%%

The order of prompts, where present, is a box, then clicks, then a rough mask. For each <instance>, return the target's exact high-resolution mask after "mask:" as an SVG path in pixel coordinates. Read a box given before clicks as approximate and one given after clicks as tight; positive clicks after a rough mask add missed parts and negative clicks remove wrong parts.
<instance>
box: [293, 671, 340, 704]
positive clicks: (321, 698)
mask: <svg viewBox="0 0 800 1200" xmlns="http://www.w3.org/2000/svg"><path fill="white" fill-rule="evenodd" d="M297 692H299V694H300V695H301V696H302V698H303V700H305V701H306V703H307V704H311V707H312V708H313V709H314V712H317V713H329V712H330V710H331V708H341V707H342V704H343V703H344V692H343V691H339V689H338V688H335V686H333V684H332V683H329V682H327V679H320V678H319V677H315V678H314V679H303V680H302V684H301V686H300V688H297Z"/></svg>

%%
%%

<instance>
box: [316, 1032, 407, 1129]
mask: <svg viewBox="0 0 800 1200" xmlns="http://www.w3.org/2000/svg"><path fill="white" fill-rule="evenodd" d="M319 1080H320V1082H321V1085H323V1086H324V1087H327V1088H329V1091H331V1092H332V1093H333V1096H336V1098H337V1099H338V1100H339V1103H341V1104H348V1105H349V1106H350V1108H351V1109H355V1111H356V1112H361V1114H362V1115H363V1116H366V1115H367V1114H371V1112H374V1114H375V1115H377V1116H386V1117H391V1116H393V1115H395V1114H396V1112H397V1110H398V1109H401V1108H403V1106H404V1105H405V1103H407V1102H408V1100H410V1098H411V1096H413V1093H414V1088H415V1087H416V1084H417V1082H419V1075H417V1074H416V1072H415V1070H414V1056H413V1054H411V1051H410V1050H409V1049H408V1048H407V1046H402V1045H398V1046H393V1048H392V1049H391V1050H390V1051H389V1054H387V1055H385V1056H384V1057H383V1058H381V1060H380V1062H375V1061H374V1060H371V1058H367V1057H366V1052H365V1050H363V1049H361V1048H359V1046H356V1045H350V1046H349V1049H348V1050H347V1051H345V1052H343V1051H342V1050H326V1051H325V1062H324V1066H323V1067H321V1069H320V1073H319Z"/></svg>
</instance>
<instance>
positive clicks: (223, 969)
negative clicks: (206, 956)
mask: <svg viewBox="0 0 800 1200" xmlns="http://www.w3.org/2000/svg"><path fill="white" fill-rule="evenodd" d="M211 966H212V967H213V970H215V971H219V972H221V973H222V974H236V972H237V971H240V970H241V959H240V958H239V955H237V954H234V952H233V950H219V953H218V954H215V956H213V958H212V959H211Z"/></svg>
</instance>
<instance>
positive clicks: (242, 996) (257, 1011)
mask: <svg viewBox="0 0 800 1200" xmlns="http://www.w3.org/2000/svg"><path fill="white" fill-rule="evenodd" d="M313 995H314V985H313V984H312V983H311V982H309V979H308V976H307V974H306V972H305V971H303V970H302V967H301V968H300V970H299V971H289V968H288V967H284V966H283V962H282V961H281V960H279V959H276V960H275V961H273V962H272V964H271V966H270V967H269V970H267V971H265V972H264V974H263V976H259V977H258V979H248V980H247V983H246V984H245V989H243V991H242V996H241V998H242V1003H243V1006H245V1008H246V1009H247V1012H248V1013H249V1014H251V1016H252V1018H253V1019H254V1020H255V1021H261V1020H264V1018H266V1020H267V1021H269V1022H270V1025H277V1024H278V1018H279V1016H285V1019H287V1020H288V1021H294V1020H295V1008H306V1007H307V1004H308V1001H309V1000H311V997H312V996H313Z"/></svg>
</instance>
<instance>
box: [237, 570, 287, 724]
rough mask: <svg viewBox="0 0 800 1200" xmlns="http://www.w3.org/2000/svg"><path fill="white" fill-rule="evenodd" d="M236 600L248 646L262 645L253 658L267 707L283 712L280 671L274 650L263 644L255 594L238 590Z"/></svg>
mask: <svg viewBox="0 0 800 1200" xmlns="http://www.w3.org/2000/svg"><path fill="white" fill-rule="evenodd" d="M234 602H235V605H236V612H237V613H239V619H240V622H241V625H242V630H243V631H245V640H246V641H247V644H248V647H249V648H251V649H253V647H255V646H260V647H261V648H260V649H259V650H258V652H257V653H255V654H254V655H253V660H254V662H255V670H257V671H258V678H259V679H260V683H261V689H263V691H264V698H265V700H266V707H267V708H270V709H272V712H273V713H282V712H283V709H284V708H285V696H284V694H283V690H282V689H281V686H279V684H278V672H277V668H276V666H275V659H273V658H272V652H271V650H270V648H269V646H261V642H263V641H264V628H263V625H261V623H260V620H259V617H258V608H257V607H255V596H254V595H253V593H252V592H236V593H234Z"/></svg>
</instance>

%%
%%

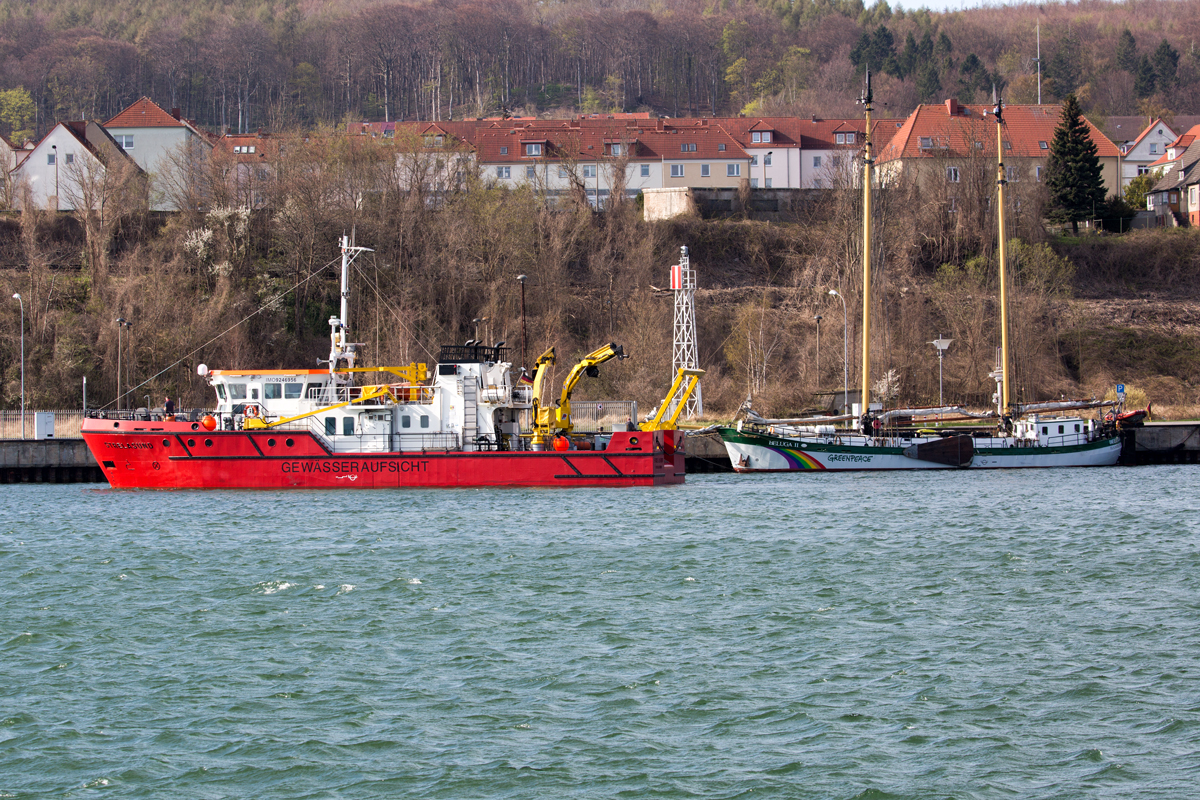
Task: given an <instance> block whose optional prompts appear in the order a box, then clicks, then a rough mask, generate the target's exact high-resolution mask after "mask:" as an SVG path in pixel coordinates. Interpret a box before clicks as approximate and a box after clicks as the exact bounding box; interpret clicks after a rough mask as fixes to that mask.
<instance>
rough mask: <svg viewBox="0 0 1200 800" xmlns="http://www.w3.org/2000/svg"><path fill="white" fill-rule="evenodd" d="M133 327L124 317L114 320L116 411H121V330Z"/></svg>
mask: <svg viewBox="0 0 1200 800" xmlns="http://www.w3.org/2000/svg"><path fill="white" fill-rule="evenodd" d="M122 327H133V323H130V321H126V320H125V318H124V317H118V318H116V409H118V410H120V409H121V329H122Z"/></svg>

%%

■ Description of the task ■
Put the lines from the line with "The order of" to the line with "positive clicks: (321, 698)", both included, into a Markdown table with the columns Row and Line, leaving out any blank lines.

■ Task answer ■
| Row | Line |
|---|---|
| 1 | The order of prompts, where present, is a box, then clicks, then a rough mask. For each <instance>, return the target's exact high-resolution mask after "mask:" as an SVG path in pixel coordinates. Read a box given before clicks as approximate and one given after clicks as tight; positive clicks after a rough mask add missed parts and negative clicks remove wrong parts. |
| 2 | <instance> |
| 3 | box: [293, 671, 340, 704] |
| 4 | positive clicks: (321, 698) |